***** DONNÉES À UTILISER *****
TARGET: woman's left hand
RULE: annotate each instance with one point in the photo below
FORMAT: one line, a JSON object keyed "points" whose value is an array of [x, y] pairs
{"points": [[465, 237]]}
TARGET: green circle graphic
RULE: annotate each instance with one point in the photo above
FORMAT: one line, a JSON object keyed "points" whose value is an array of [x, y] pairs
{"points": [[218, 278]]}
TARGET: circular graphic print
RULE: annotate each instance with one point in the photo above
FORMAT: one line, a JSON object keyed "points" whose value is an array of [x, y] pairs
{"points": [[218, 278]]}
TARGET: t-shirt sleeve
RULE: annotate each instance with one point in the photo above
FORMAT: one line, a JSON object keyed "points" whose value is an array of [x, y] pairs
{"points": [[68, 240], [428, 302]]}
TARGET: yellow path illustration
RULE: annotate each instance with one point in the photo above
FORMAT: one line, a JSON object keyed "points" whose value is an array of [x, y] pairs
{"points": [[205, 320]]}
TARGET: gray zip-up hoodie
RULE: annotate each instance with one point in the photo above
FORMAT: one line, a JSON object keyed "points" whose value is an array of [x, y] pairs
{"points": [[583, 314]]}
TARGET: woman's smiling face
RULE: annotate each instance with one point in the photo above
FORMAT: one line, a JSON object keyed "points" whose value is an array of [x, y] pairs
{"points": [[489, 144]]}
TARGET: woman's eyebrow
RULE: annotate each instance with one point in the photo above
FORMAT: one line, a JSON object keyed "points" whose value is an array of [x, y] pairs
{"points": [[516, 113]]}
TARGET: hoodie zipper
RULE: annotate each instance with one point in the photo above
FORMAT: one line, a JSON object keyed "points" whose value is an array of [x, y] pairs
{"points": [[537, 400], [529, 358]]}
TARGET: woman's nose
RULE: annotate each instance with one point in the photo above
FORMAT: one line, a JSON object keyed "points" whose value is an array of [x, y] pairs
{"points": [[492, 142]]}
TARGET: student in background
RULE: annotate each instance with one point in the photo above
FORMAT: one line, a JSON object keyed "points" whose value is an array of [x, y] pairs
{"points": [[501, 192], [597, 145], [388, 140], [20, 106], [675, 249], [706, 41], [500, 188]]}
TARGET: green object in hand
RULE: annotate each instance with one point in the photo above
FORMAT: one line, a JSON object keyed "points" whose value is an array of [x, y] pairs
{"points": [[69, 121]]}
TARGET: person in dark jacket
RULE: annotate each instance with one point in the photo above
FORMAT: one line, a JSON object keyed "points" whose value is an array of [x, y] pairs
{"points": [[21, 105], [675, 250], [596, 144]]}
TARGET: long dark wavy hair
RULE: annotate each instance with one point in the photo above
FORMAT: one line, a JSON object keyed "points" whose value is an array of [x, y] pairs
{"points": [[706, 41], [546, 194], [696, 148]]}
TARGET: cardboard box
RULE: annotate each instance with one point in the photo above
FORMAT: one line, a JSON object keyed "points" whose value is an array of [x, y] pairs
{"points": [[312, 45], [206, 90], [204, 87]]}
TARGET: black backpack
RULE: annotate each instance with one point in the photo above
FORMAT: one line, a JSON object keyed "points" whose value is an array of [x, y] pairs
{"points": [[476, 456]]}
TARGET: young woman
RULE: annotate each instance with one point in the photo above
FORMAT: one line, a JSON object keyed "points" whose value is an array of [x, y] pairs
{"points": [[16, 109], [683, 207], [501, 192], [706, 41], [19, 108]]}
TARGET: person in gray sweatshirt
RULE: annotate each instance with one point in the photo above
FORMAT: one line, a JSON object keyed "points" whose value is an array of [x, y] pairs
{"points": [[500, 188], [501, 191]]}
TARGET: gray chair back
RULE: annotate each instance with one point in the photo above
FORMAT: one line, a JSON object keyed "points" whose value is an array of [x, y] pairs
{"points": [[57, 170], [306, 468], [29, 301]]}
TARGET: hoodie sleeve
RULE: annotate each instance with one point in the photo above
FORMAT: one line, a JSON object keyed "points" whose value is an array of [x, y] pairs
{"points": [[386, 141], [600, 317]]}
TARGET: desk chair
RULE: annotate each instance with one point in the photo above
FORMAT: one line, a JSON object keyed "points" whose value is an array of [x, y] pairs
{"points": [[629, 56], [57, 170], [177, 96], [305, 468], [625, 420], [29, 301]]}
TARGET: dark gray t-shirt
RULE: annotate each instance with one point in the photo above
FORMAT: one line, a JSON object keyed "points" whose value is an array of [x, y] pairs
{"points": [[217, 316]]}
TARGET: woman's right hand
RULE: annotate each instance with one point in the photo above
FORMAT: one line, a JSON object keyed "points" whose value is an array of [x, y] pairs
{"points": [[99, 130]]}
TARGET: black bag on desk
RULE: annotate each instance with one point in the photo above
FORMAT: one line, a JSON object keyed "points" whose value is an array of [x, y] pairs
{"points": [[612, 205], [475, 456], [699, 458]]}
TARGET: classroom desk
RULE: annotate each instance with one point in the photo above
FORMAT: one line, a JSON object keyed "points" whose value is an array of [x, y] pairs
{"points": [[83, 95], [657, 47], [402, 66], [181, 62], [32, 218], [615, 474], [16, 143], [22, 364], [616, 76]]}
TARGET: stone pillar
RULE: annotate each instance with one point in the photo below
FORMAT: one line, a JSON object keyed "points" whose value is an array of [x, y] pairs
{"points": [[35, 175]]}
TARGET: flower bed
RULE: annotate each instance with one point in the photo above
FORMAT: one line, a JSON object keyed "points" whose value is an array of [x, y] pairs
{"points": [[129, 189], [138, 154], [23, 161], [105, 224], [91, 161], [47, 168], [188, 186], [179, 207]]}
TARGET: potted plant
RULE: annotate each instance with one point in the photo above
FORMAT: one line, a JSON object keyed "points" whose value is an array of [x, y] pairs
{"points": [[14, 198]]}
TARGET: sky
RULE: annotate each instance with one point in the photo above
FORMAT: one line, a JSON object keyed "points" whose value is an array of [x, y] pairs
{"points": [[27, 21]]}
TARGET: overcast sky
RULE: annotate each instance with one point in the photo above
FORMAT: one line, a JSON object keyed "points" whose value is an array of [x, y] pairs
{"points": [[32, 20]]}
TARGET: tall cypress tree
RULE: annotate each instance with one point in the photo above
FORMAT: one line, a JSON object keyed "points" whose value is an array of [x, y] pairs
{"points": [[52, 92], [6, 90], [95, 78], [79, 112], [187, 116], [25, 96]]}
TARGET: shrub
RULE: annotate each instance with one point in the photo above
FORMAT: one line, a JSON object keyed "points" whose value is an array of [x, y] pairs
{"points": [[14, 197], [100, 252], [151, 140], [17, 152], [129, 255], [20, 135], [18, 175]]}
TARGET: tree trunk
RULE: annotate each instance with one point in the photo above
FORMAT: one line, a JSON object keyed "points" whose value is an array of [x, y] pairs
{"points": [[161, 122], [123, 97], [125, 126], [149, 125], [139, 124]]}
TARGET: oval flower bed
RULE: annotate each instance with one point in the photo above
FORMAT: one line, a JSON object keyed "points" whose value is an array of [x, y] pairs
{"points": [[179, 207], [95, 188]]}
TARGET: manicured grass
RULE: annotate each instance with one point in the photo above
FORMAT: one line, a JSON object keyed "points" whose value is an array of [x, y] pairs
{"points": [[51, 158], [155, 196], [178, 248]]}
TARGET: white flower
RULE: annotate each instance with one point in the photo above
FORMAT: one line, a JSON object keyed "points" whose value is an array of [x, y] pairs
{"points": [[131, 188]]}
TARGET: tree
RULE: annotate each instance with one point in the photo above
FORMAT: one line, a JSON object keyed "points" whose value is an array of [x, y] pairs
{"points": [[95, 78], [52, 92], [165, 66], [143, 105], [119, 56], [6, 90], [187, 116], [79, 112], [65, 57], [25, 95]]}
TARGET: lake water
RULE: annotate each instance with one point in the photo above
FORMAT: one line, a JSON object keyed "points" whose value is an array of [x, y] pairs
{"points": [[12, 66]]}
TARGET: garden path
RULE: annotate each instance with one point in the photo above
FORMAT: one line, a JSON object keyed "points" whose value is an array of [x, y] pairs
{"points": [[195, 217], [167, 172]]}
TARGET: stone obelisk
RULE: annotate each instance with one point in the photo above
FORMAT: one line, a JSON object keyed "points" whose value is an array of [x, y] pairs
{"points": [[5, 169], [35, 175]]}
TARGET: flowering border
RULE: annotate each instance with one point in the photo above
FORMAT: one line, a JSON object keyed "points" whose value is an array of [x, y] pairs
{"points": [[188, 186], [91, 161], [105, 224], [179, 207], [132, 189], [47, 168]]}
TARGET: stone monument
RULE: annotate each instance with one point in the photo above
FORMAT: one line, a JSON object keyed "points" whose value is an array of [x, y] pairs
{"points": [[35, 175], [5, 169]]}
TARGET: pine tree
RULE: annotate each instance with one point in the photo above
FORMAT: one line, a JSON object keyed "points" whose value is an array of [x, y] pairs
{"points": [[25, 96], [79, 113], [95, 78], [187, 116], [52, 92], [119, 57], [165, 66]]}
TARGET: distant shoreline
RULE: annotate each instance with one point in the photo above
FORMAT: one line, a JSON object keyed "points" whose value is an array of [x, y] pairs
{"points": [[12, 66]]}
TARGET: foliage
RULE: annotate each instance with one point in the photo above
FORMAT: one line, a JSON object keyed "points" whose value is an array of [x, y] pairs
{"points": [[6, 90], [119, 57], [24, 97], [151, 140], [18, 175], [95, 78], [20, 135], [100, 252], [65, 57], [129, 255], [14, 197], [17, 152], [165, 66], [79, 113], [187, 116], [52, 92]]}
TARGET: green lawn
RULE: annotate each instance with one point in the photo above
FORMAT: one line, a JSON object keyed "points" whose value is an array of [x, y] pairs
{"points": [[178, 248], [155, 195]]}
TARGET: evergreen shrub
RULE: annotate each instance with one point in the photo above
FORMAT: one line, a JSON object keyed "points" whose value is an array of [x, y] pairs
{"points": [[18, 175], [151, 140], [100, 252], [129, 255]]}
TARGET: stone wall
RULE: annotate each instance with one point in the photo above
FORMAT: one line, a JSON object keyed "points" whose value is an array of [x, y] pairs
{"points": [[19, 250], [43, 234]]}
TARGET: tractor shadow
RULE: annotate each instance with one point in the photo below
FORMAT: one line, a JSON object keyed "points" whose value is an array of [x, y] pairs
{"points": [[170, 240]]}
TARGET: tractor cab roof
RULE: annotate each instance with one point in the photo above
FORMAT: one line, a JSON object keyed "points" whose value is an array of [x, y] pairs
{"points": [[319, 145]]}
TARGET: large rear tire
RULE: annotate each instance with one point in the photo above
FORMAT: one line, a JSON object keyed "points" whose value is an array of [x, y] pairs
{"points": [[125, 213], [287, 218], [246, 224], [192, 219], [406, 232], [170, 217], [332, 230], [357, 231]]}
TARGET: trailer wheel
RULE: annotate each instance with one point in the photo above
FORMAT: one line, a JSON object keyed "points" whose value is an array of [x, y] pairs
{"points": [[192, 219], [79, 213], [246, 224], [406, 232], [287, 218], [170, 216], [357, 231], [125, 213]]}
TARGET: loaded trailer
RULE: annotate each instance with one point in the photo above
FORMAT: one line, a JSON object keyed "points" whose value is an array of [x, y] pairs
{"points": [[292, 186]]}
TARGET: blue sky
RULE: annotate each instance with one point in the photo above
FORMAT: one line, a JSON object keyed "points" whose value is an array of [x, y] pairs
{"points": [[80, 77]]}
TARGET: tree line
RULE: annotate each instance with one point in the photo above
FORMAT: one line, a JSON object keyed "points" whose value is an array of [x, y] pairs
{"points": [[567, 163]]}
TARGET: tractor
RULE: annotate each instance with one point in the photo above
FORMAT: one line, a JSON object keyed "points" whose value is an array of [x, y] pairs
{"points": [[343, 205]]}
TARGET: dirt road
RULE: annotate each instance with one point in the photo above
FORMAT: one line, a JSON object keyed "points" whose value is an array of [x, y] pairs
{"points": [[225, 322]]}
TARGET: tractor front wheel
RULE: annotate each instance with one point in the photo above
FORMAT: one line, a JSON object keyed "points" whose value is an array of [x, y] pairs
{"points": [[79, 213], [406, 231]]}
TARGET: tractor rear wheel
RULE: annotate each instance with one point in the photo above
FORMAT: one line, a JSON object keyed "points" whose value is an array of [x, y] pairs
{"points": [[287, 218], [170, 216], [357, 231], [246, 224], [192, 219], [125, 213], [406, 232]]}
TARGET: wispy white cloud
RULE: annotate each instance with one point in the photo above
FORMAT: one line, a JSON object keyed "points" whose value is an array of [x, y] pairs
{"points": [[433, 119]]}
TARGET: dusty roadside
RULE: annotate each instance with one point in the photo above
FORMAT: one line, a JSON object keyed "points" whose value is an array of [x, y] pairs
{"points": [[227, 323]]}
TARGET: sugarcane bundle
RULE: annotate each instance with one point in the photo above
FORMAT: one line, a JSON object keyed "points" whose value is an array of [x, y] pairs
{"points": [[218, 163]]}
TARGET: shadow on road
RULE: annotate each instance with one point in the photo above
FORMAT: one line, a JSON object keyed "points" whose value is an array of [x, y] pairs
*****
## CONSIGNE ÉCRITE
Dans le passage qui va de la ligne contenant « TARGET: shadow on road » jusqu'à la fin des données, bornes comprises, substitue « mark » à « annotate ». Recopie uniquement ces lignes, sans autre modification.

## RÉPONSE ATTENDUE
TARGET: shadow on road
RULE: mark each instance with one point in the photo above
FORMAT: one line, a JSON object keyed "points" whose value is an array of [x, y] pairs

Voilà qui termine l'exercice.